» **Exercise instructions**
Filter the records below down to the lines containing the string "feather", copying each matching line in full. Matching is case-sensitive.

» **Records supplied**
= = =
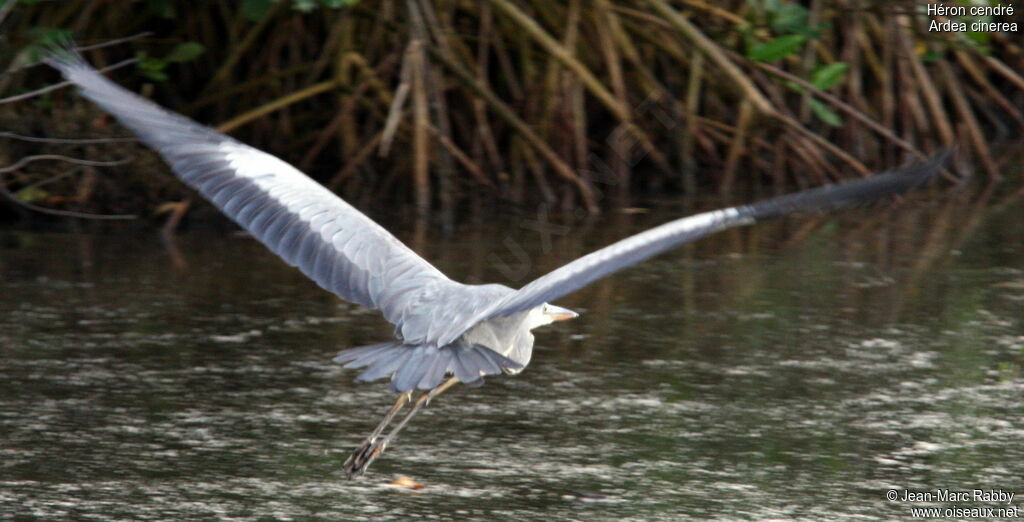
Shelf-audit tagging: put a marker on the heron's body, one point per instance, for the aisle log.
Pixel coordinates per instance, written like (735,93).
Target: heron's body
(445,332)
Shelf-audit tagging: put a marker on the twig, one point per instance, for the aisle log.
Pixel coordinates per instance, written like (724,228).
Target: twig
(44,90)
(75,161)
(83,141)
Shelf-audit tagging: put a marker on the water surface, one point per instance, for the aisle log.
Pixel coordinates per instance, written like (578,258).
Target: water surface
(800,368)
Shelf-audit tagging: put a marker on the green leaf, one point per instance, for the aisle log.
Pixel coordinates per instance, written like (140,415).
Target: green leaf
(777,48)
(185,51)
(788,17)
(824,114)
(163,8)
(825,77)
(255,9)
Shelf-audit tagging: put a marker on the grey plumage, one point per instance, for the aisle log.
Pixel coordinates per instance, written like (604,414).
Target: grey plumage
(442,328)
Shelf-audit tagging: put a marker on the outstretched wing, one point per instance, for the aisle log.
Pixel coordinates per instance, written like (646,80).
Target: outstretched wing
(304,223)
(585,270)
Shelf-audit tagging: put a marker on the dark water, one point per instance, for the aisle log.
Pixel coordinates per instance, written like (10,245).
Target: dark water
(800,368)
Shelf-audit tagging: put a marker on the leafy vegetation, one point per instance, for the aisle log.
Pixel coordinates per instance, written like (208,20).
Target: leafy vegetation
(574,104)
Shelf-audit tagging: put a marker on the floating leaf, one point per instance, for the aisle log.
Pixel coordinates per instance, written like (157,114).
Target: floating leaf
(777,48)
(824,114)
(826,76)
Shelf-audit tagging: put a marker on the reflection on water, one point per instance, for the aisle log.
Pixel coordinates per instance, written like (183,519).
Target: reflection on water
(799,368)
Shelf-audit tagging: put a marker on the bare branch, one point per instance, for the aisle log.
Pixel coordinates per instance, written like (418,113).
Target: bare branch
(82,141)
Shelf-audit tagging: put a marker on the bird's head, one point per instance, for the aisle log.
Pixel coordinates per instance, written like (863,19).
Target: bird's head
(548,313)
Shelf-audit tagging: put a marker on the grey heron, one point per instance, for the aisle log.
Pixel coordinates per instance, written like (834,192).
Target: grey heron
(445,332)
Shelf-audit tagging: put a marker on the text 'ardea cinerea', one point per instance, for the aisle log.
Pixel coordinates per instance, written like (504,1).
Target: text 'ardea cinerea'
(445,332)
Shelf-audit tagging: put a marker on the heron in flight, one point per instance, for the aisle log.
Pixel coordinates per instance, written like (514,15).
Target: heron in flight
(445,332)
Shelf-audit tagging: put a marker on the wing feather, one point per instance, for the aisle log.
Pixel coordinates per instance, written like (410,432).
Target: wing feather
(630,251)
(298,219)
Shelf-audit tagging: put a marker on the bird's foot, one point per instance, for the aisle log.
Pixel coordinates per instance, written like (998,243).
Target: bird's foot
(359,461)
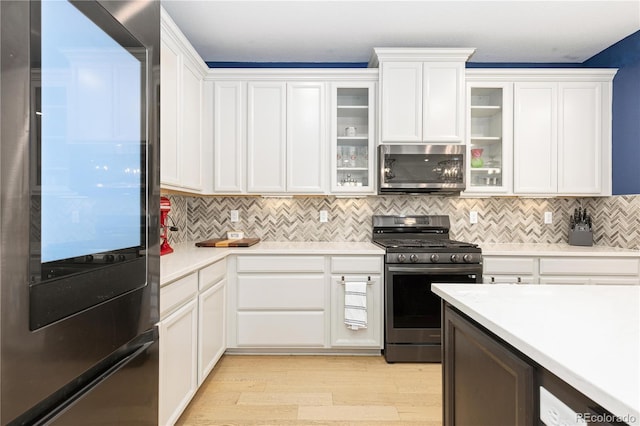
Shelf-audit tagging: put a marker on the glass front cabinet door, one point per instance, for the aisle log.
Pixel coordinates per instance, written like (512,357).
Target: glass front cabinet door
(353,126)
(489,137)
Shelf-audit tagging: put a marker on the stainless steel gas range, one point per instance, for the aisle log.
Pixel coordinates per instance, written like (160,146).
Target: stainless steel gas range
= = =
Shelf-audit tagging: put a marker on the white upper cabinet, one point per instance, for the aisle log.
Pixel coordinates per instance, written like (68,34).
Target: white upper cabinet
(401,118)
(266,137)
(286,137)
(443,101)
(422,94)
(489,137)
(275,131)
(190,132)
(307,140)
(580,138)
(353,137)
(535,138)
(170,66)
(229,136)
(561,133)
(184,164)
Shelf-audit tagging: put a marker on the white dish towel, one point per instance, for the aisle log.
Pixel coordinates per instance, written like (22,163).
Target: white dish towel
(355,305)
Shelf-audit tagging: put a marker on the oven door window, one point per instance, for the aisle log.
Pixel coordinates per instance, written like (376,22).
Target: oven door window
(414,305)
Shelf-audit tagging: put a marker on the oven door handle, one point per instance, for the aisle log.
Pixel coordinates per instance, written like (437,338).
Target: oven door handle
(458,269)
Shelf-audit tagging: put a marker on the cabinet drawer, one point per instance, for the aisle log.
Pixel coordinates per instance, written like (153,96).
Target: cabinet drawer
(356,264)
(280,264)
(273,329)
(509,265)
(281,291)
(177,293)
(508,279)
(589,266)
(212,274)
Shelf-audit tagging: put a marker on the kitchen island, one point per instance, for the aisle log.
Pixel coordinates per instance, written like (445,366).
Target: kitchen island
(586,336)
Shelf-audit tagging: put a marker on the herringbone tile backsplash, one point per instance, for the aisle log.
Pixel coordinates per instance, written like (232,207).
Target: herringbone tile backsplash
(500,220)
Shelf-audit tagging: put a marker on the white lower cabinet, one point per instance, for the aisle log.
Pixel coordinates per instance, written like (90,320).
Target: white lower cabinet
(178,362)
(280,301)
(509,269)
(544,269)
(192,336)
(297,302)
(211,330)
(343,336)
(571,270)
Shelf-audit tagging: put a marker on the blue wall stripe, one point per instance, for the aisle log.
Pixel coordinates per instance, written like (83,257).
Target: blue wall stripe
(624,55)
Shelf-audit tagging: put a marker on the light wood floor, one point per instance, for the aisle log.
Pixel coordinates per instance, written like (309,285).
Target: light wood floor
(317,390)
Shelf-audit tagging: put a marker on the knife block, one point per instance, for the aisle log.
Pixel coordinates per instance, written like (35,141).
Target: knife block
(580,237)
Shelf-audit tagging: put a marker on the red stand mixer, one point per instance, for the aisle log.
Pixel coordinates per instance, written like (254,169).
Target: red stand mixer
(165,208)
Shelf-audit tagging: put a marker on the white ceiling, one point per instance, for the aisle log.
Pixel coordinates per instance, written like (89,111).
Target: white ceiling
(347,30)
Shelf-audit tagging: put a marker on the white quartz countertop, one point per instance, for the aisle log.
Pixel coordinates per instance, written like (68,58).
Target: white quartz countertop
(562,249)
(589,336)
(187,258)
= = =
» **Correct answer**
Shelf-audit tagging: put a marker on the wing feather, one point per instance, for the aisle log.
Target: wing feather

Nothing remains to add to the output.